> AVAILABLE RECORDS:
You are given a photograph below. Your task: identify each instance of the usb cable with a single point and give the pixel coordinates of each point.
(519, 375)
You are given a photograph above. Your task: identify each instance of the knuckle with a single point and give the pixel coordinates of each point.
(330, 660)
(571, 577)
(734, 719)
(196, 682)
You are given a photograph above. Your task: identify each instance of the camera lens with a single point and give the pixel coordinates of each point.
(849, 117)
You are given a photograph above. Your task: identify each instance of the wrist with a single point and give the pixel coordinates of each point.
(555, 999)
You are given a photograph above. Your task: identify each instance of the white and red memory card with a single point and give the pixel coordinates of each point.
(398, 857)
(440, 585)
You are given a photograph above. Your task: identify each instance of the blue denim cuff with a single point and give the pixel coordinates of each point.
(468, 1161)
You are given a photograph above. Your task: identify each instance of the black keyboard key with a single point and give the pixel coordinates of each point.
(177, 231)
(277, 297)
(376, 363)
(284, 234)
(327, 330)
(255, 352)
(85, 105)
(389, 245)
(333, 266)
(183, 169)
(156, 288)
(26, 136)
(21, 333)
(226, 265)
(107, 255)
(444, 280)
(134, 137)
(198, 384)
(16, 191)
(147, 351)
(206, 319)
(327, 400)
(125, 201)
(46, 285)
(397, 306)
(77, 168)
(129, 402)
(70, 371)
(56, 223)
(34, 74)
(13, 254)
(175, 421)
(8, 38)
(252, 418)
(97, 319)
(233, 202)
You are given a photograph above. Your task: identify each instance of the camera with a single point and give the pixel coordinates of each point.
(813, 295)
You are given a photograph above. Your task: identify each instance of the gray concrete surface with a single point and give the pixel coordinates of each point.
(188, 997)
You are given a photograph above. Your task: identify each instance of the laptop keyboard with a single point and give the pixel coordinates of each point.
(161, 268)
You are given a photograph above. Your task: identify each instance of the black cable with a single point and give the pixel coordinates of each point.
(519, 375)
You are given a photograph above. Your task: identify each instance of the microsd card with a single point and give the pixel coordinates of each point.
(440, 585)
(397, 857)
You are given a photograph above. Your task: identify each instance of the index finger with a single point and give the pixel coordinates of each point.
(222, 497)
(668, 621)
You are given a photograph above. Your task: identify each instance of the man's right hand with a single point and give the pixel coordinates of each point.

> WRITTEN REQUEST:
Take the line with "the camera with" and all lines after it through the end of the records, and write them out exactly; include nothing else.

> CORRECT RESULT:
You are given a photograph above. Your task: identify each instance of the camera with a single point and give the pixel coordinates of each point.
(813, 295)
You are given a photograph above. Your task: identify each instance of the gray concrete surface with a single point and give the pixel coordinates of each point.
(188, 997)
You are given a photograph above. Your task: identify each instance of the laptop keyboard with a single point and give the pixel coordinates of each point.
(161, 268)
You are given a photograph above. Your task: identify each instance of the black cable with a single point and give the pixel coordinates of each point.
(519, 375)
You are given a photograph above. Your task: identify each instance of the microsd card with a single point and give the pixel coordinates of each point.
(440, 585)
(397, 857)
You are given a photograph above. Your task: identify each instance of the index finger with a single point and give the pixel coordinates of each point.
(222, 497)
(668, 621)
You are given a photograph above. Your task: identify each instance of the man's right hand with a single point and give the pixel coordinates of each point.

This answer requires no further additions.